▶ Document excerpt
◇ ◇ ◇

Ron Reiter: Great question. The answer is I’m just holding myself back, right? Because right now, if you go into that rabbit hole, you really invest a lot of time in it and what you want to do is to wait for about a year until you get a very, very firm OK from your product manager that tells you this and this is the the product that we’re building. You can go ahead, make it scalable, make it robust, make it flawless. And that is when probably in about a year when the big gun’s used.
Liran Haimovitch: Right now from your perspective, at your stage, it’s all about figuring out the functional requirements instead of focusing on the non-functional requirements. So being production-first is about figuring out how to bring the most value to your customers right now.
Ron Reiter: Yes, correct. We’re basically focusing all of our efforts on the production side and not the dev side. Anything we can to get the tool up faster and make it work in every situation and every use case that the demo needs to work at is our focus.
Liran Haimovitch: Everybody right now is talking about how hard it is to hire engineers. So what’s your perspective on that and how does it compare with the tools you’re working on? I mean, what do you try to work on with tools, what do you try to outsource? What do you have to do internally and how do you go about hiring those people?
Ron Reiter: Really great question. I think I have a lot to say on that topic. First of all, it goes directly to my theory that I want to delegate as much as I can right now. My assumption is I want 0 DevOps right now. I have no capacity, capability to find such people and to hire people like that. Also, I prefer them to focus on the product itself. So basically, my mindset really is about outsourcing everything I can in terms of services, in terms of the product that I get. If I can have Auth0 do my authentication, I will do that. If I will have, as I said, App Runner or Cloud Run and such tools take care of the infrastructure of the ware applications, the microservices, CI/CD – anything that I can use a service for I will use it. That’s a very important mindset that we have right now. I don’t mind paying any price. Any price for these tools.
Liran Haimovitch: It’s incredibly expensive.
Ron Reiter: I agree. Datadog and such, they’re extremely expensive tools. But you know what’s more expensive? Time. And time is even more expensive than the price of developers right now in Israel, which is very high. That is the number-one goal right now. And in general, in terms of how to deal with that problem, which is a problem, there’s two aspects. The first aspect is who are your first 20 developers, and how to hire them. And the second aspect is scaling your organization.

◇ ◇ ◇

(Entries from a collection)
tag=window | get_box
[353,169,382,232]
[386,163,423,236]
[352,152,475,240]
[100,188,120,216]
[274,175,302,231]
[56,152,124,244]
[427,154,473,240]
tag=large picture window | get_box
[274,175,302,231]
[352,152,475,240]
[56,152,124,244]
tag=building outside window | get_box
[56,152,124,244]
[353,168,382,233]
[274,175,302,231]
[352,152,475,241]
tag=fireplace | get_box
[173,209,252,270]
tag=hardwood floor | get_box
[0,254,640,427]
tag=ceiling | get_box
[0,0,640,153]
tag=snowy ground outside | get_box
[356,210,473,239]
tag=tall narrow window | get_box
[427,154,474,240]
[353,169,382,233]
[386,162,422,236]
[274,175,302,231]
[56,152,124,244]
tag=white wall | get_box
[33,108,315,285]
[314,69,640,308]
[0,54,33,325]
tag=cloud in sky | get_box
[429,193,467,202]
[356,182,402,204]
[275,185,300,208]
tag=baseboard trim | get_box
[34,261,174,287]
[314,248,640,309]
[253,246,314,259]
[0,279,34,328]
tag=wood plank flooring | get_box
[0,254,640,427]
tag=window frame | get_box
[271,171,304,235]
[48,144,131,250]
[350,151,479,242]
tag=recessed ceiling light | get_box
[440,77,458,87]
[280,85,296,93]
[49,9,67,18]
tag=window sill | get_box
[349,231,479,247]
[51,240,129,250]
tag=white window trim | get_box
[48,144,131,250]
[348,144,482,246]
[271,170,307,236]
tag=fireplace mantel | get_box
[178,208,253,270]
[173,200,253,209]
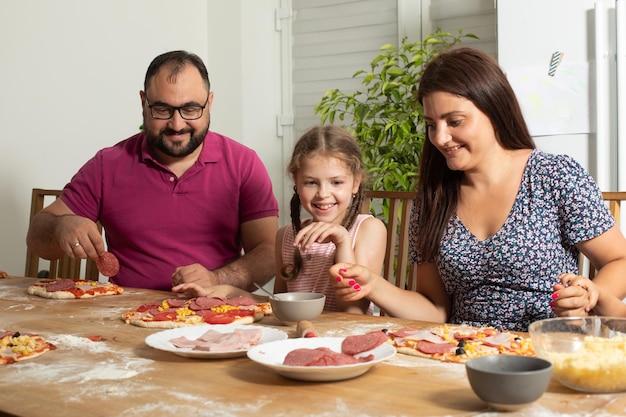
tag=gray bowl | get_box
[465,355,552,411]
[270,292,326,325]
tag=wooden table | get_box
[0,277,626,417]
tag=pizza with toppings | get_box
[122,296,272,329]
[0,330,56,365]
[387,324,535,363]
[26,278,124,300]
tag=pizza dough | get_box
[0,330,56,365]
[26,278,124,300]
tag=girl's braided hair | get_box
[280,125,365,281]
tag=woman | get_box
[330,48,626,331]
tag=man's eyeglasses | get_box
[146,96,209,120]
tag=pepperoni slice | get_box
[204,312,236,324]
[96,252,120,277]
[152,310,178,321]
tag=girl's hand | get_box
[329,263,376,302]
[550,274,599,316]
[293,222,351,252]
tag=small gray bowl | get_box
[269,292,326,325]
[465,355,552,411]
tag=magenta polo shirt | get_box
[61,132,278,290]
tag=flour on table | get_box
[320,322,397,337]
[47,334,114,353]
[7,303,35,311]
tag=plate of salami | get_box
[247,335,396,381]
[146,324,287,359]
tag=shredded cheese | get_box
[544,336,626,392]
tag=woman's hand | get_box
[551,274,599,316]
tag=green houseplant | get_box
[315,29,477,191]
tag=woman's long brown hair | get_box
[415,47,535,262]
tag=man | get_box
[27,51,278,290]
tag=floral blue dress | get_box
[409,150,615,331]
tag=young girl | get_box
[172,125,387,313]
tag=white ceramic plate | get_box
[248,337,396,381]
[146,324,287,359]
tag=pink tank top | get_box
[277,214,372,311]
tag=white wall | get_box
[0,0,284,275]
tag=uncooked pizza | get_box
[387,324,535,363]
[26,278,124,300]
[0,330,56,365]
[122,296,272,329]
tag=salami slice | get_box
[417,340,456,355]
[96,252,120,277]
[341,331,388,355]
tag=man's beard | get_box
[146,125,209,158]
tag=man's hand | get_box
[172,264,221,288]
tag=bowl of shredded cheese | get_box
[528,316,626,393]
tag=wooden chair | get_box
[361,190,417,291]
[24,188,102,281]
[578,191,626,279]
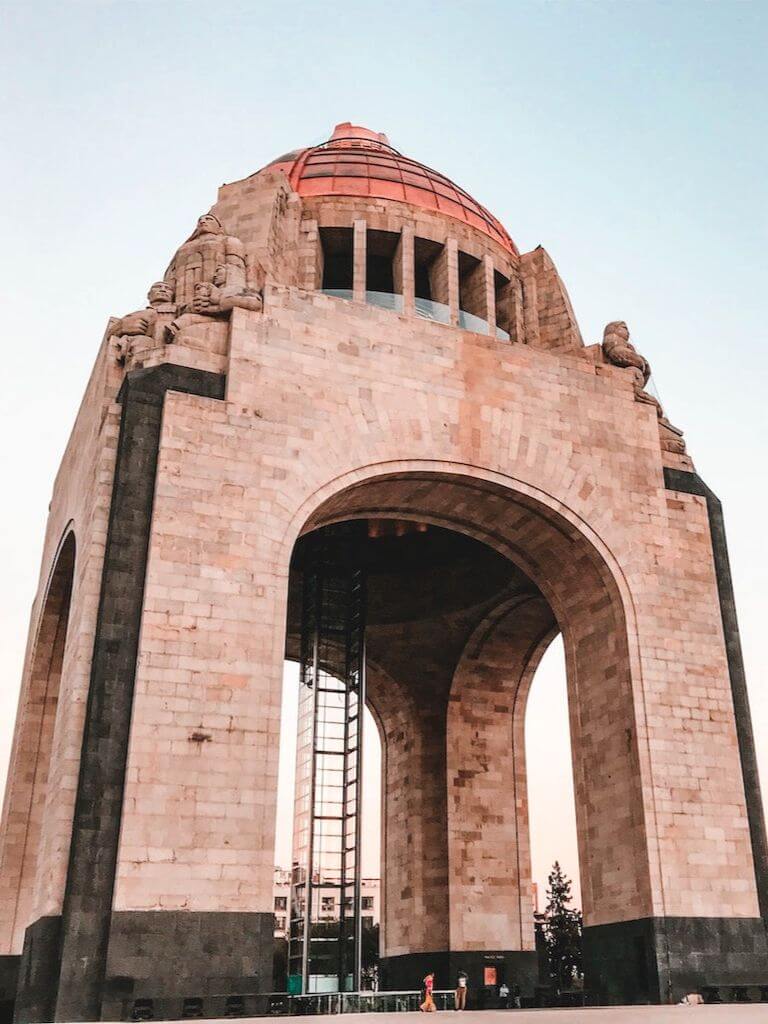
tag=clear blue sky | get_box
[0,0,768,905]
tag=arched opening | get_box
[525,636,582,913]
[276,472,650,988]
[0,532,76,953]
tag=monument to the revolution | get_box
[0,124,768,1022]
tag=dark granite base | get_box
[584,918,768,1005]
[56,365,224,1021]
[13,916,61,1024]
[0,954,22,1024]
[101,910,274,1020]
[379,949,539,1009]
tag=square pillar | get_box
[482,255,496,338]
[352,220,368,302]
[392,224,416,315]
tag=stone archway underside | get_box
[289,474,650,984]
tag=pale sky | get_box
[0,0,768,913]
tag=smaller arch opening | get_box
[0,532,76,952]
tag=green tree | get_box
[544,861,582,992]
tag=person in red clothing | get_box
[419,972,437,1014]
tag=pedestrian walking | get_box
[455,971,467,1010]
[419,973,437,1014]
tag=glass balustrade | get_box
[321,288,509,341]
[416,297,451,324]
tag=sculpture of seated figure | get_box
[165,213,246,312]
[165,264,262,343]
[602,321,685,455]
[603,321,650,389]
[110,281,176,366]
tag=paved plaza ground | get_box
[107,1002,768,1024]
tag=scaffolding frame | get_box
[289,540,366,994]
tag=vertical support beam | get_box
[49,365,224,1021]
[522,273,540,345]
[395,224,416,316]
[482,254,496,338]
[445,239,459,327]
[289,527,366,993]
[352,220,368,302]
[509,273,527,345]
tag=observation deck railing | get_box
[321,288,509,341]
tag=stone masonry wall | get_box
[116,288,757,937]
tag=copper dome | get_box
[268,122,517,255]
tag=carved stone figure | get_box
[602,321,685,455]
[110,281,176,365]
[165,213,246,312]
[165,264,262,343]
[603,321,650,390]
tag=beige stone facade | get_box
[0,119,765,1020]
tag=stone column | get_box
[352,220,367,302]
[445,239,459,327]
[446,595,557,994]
[394,224,416,315]
[482,254,496,338]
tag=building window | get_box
[319,227,353,298]
[366,230,402,295]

◇ ◇ ◇

▶ Direction
In the interview excerpt, what does Ron Reiter say is more expensive than tools like Datadog?

▶ Expected answer
Time, which he says is even more expensive than the price of developers in Israel.